§ Natural language region descriptions

+ + + + + + +

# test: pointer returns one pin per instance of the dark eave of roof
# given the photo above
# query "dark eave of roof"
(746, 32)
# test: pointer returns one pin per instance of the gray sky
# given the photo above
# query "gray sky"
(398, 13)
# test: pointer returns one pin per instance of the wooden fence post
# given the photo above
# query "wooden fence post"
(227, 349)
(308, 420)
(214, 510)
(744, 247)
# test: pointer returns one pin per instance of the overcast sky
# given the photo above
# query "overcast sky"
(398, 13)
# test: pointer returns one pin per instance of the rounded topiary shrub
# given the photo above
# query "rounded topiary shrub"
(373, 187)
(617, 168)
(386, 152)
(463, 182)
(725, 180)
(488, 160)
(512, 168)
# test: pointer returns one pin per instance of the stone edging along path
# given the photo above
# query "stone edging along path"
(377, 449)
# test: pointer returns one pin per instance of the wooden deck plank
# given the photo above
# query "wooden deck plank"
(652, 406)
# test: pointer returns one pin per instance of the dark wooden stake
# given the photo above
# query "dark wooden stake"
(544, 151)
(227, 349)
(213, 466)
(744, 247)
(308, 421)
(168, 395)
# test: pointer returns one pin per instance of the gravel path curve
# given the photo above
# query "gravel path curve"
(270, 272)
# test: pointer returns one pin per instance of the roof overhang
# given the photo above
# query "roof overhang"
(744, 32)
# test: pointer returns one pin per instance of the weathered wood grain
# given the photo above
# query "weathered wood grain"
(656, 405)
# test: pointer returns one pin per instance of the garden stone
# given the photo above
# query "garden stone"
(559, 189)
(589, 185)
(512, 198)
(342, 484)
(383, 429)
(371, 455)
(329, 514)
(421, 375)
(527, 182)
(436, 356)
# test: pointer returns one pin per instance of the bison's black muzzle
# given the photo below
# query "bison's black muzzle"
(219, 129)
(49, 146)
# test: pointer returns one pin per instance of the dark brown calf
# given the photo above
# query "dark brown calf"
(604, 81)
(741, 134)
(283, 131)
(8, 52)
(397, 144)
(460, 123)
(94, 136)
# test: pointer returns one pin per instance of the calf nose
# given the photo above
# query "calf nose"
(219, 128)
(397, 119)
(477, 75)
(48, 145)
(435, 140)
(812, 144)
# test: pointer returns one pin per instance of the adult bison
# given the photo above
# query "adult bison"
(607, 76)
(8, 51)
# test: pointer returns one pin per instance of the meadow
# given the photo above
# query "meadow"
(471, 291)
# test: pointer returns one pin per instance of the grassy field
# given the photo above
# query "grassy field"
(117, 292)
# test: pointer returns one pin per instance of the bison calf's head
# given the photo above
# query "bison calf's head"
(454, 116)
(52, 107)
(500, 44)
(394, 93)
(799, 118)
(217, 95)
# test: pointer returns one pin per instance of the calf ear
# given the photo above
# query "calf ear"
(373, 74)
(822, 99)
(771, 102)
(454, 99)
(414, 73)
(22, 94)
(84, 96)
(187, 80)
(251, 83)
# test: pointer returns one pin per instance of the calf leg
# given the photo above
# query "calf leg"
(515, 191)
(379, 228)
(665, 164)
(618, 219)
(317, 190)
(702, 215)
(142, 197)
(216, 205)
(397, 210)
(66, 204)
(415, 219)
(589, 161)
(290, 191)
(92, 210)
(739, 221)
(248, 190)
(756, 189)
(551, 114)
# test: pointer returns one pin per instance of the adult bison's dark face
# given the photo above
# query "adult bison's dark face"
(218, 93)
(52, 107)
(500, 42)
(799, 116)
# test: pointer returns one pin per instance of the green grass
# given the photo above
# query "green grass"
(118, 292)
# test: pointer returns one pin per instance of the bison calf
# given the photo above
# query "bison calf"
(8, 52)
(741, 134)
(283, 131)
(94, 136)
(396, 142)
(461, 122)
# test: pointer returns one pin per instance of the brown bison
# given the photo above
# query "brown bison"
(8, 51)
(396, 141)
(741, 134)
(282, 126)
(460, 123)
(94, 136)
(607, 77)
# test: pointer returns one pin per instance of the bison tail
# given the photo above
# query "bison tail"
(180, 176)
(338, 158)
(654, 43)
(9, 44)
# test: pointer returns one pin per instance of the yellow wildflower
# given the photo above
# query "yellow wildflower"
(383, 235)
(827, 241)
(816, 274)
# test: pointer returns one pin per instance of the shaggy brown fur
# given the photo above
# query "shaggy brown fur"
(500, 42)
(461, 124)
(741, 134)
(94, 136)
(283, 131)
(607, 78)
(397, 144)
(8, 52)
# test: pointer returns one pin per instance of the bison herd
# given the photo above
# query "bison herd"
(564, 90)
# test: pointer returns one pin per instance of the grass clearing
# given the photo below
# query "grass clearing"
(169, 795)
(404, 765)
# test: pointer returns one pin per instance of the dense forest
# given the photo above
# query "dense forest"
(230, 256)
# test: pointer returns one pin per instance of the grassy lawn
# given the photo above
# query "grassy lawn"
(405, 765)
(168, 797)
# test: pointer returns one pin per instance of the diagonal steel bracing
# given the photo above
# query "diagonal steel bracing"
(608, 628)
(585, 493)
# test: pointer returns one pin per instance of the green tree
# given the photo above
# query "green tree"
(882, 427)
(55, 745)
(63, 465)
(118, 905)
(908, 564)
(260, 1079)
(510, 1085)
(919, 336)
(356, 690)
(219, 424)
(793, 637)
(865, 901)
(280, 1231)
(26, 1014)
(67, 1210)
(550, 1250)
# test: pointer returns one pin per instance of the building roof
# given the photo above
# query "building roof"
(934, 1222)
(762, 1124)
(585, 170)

+ + + + + + +

§ TASK TO COMPLETE
Each line above is to be reproduced exactly. Leave none out.

§ EXERCISE RESULT
# test: pointer returns one pin per instance of the dark eave of roof
# given the photo above
# query "dark eave of roof"
(746, 32)
# test: pointer returns one pin per instance of the gray sky
# given the photo above
# query "gray sky"
(398, 13)
# test: pointer returns one pin per instance of the wooden fence post
# given the photo above
# query "wooden fence post"
(227, 349)
(308, 420)
(214, 510)
(744, 247)
# test: pointer returns one pin per instance of the overcast sky
# given the photo above
# query "overcast sky"
(398, 13)
# test: pointer returns one pin per instance of the rounded topiary shrub
# given the photo above
# query "rounded topiary shrub"
(373, 187)
(617, 168)
(386, 152)
(463, 182)
(725, 180)
(488, 160)
(512, 168)
# test: pointer returns one pin per instance of the stone edging along path
# given the photo above
# query "stone edging along path"
(377, 449)
# test: pointer returns one pin per instance of the wooden deck plank
# given the photo above
# query "wooden deck plank"
(652, 406)
# test: pointer returns one pin per instance of the dark wooden stake
# given the photo above
# query "dark wooden stake"
(544, 151)
(227, 349)
(213, 466)
(744, 247)
(308, 421)
(168, 395)
# test: pointer returns one pin per instance of the gravel path curve
# given the photo above
# query "gravel path curve"
(270, 272)
# test: pointer returns one pin per instance of the roof overhang
# given the photo above
# query "roof overhang"
(744, 32)
# test: pointer returns one pin per instance of the weathered wood grain
# given the photo above
# query "weathered wood grain"
(656, 405)
# test: pointer returns one pin per instance of the garden stone
# given the photo above
# query "garden stone"
(559, 189)
(589, 185)
(512, 198)
(342, 484)
(383, 429)
(371, 455)
(329, 514)
(421, 375)
(527, 182)
(436, 356)
# test: pointer returns one pin per instance of the bison's black muzzle
# given the photo below
# query "bison's black muzzle"
(219, 129)
(49, 146)
# test: pointer returns one pin per instance of the dark brown calf
# given the photo above
# query "dark brown calf"
(604, 81)
(741, 134)
(283, 131)
(8, 52)
(397, 144)
(460, 123)
(94, 136)
# test: pointer returns one pin per instance of the calf nose
# given the photo above
# query "calf nose"
(219, 128)
(397, 119)
(477, 75)
(48, 145)
(435, 140)
(812, 144)
# test: pointer returns one pin per instance of the adult bison
# given the photo above
# query "adult bison"
(607, 76)
(8, 51)
# test: pointer returns one pin per instance of the meadow
# given the photo above
# query "meadow"
(471, 291)
# test: pointer returns one pin per instance of the grassy field
# given the photo above
# query "grassy field"
(117, 292)
# test: pointer returns one pin per instance of the bison calf's head
# given the photo above
# query "bison calf's head"
(454, 116)
(52, 107)
(500, 44)
(394, 93)
(799, 118)
(217, 95)
# test: pointer returns one pin per instance of the calf ear
# given the photo above
# query "calf ear"
(373, 74)
(822, 99)
(771, 102)
(454, 99)
(414, 73)
(22, 94)
(84, 96)
(187, 80)
(251, 83)
# test: pointer returns one pin per instance of the calf leg
# given the photo above
# query "calf leg"
(515, 191)
(379, 228)
(665, 164)
(618, 219)
(317, 190)
(702, 215)
(142, 197)
(216, 205)
(397, 210)
(66, 204)
(415, 219)
(589, 161)
(290, 191)
(92, 210)
(739, 221)
(248, 190)
(756, 189)
(551, 114)
# test: pointer returns one pin per instance of the adult bison's dark face
# given the photo above
# query "adult bison's dark face"
(218, 93)
(52, 107)
(500, 42)
(799, 116)
# test: pointer returns one pin per instance of the green grass
# given the photo above
# query "green grass"
(118, 292)
# test: pointer returns one pin per instance of the bison calf
# given the photo above
# query "bison calf"
(8, 52)
(741, 134)
(283, 131)
(94, 136)
(396, 142)
(461, 122)
# test: pointer returns one pin per instance of the brown bison
# given the photo above
# query "brown bison"
(8, 51)
(396, 141)
(741, 134)
(282, 126)
(460, 123)
(94, 136)
(607, 77)
# test: pointer returns one pin per instance of the bison tail
# given the photo above
# query "bison tail"
(180, 176)
(338, 158)
(654, 43)
(9, 44)
# test: pointer returns one pin per instance of the yellow wildflower
# given the photo above
# query "yellow wildflower"
(383, 235)
(827, 241)
(816, 274)
# test: pointer returns one pin per instance of the shaggy brown fur
# given the photo above
# query "shaggy brown fur"
(500, 42)
(461, 124)
(741, 134)
(94, 136)
(283, 131)
(607, 78)
(397, 144)
(8, 52)
# test: pointer returns one pin per instance of the bison herd
# given the photo above
# query "bison herd"
(564, 90)
# test: pointer returns one pin per instance of the grass clearing
# given the photo below
# query "grass clearing"
(169, 795)
(404, 765)
# test: pointer returns one pin per instance of the dense forest
# given the photo above
# query "dense forest"
(230, 256)
# test: pointer returns one pin per instance of the grassy lawn
# given the photo above
# query "grassy lawn"
(405, 765)
(168, 797)
# test: pointer returns one pin per instance of the diagonal steel bracing
# given the photo above
# query "diagonal steel bracing"
(608, 628)
(585, 493)
# test: pointer returns one pin per instance of the green tree
# given the photo above
# query "green tree"
(882, 427)
(55, 745)
(63, 465)
(118, 905)
(908, 564)
(260, 1079)
(510, 1085)
(919, 336)
(356, 690)
(219, 424)
(793, 637)
(865, 901)
(280, 1231)
(26, 1014)
(67, 1210)
(550, 1250)
# test: pointer returns one pin per instance of the building roof
# given the photo above
# query "building roof"
(934, 1222)
(762, 1124)
(585, 170)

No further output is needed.